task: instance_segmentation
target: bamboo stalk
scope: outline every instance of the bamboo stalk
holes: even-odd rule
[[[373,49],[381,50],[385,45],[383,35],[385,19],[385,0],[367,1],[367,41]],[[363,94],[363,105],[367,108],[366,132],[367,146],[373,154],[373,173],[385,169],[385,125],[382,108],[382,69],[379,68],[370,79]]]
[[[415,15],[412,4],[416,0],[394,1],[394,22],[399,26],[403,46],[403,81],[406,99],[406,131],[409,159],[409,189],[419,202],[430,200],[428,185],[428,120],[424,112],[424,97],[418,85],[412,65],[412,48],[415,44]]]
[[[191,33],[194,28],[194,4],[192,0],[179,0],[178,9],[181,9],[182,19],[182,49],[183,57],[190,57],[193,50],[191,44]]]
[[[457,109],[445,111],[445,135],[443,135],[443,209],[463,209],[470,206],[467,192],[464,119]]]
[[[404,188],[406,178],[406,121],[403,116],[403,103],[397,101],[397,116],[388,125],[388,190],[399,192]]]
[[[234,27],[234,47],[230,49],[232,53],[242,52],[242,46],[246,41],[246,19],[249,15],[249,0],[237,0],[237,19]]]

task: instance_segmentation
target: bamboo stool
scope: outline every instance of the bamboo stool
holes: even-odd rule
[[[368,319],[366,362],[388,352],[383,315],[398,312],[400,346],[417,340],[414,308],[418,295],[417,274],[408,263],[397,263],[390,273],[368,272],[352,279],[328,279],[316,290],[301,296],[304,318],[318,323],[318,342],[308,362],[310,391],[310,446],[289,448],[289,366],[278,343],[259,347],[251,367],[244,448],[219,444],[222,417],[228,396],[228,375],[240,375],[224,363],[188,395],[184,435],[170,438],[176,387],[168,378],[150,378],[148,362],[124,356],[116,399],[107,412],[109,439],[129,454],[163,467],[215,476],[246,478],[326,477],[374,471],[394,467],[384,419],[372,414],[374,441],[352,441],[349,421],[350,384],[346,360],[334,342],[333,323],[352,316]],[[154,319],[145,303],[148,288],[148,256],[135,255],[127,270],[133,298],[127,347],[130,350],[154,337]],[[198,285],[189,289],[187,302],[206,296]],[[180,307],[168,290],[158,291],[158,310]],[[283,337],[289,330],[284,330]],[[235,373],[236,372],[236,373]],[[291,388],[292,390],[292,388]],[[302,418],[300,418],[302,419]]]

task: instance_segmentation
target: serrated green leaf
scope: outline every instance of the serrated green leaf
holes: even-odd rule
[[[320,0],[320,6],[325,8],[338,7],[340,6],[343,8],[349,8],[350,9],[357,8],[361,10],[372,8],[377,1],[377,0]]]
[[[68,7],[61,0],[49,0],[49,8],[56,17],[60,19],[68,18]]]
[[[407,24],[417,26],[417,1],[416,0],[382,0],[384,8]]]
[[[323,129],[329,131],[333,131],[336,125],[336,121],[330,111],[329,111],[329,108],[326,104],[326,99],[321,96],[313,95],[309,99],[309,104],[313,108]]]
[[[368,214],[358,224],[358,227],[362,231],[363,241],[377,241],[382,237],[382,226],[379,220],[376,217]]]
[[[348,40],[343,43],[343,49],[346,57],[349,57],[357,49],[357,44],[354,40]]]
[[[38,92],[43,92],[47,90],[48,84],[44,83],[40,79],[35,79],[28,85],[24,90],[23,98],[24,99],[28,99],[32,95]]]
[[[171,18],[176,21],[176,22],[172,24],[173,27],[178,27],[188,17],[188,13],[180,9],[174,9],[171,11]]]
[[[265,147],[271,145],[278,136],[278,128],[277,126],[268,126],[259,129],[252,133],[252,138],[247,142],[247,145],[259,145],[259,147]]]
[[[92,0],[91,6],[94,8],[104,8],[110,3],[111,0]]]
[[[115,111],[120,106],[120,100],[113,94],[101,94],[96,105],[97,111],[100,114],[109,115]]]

##########

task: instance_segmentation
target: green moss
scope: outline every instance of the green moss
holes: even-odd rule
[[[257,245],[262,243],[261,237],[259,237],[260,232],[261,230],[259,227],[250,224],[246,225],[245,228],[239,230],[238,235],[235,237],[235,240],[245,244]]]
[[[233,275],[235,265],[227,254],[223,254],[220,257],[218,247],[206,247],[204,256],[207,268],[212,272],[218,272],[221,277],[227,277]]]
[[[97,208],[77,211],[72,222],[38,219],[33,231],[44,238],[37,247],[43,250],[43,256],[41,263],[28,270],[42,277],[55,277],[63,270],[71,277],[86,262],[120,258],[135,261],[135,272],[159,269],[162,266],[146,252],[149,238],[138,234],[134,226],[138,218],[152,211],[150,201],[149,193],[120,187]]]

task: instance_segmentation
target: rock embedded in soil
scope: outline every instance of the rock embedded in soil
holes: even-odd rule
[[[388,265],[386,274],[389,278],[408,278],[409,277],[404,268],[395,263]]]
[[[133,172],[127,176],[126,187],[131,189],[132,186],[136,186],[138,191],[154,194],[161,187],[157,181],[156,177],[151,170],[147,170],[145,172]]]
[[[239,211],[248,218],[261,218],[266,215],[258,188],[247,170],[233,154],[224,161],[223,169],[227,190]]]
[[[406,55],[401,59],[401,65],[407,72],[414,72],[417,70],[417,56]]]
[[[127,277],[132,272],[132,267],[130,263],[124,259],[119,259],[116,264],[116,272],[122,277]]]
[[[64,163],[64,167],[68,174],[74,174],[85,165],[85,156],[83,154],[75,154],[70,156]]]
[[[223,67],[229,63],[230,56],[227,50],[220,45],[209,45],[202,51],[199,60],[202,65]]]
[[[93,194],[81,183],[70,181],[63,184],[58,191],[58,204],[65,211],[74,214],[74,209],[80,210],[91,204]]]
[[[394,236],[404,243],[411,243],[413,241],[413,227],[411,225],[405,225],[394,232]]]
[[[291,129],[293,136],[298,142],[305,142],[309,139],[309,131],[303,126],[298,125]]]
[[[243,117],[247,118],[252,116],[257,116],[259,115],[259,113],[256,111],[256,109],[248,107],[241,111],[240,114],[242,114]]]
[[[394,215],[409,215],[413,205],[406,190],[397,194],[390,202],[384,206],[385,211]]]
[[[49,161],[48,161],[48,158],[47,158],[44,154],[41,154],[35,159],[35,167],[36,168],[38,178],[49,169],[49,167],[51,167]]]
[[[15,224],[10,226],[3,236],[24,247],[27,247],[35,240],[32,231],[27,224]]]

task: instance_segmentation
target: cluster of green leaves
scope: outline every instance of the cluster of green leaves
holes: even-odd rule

##########

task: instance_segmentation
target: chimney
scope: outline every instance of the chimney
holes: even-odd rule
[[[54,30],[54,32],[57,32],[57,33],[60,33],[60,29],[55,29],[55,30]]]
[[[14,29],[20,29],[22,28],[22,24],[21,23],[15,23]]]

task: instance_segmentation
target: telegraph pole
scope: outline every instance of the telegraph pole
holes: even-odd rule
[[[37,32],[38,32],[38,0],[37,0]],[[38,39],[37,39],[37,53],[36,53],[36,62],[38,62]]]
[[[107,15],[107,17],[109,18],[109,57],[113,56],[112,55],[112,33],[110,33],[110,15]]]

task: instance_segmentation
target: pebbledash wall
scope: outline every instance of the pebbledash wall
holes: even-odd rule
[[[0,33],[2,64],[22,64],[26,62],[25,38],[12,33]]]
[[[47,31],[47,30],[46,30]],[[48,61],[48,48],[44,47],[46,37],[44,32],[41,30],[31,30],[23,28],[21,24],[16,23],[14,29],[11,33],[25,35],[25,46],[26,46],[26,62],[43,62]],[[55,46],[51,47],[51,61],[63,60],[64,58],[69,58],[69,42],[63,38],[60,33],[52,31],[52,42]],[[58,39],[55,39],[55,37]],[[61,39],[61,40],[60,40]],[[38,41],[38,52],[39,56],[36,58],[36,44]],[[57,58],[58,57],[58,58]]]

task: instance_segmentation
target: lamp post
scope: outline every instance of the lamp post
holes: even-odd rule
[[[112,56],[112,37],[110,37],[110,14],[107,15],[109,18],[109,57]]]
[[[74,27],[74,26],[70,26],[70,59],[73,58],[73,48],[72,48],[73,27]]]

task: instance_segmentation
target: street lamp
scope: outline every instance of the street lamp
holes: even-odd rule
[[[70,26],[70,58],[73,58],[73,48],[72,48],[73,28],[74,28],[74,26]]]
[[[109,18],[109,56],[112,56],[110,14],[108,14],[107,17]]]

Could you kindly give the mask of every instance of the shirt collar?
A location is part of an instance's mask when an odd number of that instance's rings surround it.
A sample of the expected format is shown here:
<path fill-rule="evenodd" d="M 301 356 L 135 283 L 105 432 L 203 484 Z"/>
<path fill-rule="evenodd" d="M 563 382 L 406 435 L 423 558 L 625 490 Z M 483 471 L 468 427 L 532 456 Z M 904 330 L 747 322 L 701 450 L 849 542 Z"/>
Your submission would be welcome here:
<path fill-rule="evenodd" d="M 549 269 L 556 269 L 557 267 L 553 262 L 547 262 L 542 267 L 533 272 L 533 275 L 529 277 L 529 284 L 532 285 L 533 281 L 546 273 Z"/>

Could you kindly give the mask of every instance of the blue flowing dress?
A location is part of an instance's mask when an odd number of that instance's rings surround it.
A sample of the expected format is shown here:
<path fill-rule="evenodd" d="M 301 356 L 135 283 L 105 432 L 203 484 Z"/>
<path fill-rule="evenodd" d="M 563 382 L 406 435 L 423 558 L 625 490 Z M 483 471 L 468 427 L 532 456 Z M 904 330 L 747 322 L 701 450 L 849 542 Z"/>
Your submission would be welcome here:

##########

• [Stated problem] Which lines in the listing above contain the word "kindly"? Gather each of them and copy it out in full.

• [Complete answer]
Could you kindly give the mask of every instance of the shirt collar?
Could you kindly give the mask of every instance of the blue flowing dress?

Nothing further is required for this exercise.